# Start of Task input

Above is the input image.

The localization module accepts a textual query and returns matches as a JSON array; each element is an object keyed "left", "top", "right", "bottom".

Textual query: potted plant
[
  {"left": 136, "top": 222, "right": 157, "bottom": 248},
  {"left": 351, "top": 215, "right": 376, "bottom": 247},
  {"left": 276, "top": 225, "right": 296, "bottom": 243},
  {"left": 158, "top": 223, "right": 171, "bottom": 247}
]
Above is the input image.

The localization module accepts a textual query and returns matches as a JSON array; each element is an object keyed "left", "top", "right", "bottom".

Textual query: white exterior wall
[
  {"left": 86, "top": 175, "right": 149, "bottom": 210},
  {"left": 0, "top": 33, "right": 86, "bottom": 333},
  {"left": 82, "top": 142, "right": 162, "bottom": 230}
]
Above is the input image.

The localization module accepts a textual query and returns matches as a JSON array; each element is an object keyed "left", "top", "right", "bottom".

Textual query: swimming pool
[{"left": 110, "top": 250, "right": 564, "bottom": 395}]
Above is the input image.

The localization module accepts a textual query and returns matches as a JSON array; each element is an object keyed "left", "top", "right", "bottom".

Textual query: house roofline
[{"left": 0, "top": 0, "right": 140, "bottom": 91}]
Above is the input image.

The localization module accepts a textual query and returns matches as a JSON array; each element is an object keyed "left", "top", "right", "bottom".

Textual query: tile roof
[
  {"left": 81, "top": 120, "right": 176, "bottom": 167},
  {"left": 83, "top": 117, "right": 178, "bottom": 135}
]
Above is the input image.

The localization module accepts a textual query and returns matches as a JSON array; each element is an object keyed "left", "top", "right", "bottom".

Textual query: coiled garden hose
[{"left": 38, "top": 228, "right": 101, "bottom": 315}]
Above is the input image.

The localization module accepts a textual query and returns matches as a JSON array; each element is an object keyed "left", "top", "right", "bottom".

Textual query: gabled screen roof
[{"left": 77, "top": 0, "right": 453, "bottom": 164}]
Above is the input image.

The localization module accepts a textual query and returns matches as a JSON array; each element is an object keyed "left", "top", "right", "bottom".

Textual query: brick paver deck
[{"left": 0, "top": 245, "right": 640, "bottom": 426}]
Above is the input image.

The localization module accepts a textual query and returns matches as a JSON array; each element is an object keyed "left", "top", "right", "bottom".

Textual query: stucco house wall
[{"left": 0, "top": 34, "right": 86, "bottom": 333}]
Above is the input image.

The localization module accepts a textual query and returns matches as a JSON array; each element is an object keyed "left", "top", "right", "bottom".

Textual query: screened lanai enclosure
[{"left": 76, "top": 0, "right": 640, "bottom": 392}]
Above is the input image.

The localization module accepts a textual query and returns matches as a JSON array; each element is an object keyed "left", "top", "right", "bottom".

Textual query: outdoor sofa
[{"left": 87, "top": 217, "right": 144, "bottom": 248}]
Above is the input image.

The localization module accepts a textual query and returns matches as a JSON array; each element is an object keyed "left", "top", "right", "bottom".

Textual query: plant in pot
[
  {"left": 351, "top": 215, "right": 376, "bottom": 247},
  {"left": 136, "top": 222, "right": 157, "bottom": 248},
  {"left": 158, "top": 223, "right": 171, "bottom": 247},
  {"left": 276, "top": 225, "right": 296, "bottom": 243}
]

# End of Task input

__What to work on__
State how many of the lines above contain the string "house", counting only matches in the same letter case. Give the number alone.

__Task result__
2